— START OF Information given —

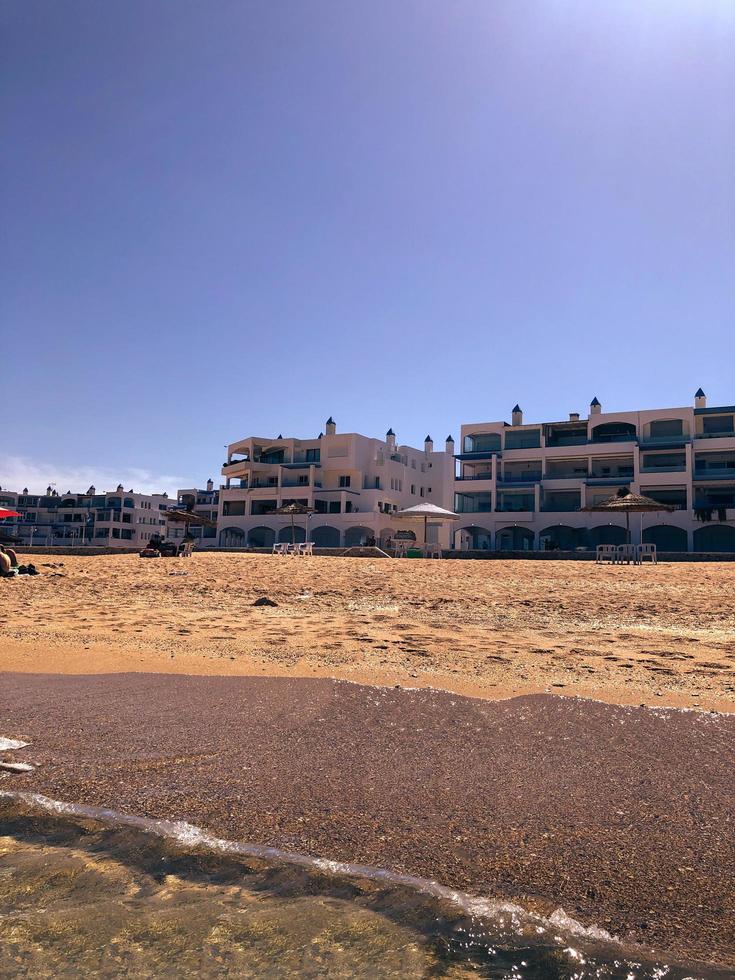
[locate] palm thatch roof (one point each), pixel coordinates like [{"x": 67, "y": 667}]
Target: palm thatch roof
[
  {"x": 294, "y": 508},
  {"x": 624, "y": 501},
  {"x": 189, "y": 517}
]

— END OF Information given —

Put each line of the data above into a JSON list of strings, one string per line, skipping blank lines. Please leave the pictures out.

The reply
[
  "[locate] palm thatch roof (one point each), pixel coordinates like [{\"x\": 67, \"y\": 667}]",
  "Target: palm thatch roof",
  "[",
  "  {\"x\": 294, \"y\": 508},",
  "  {\"x\": 624, \"y\": 501},",
  "  {\"x\": 189, \"y\": 517}",
  "]"
]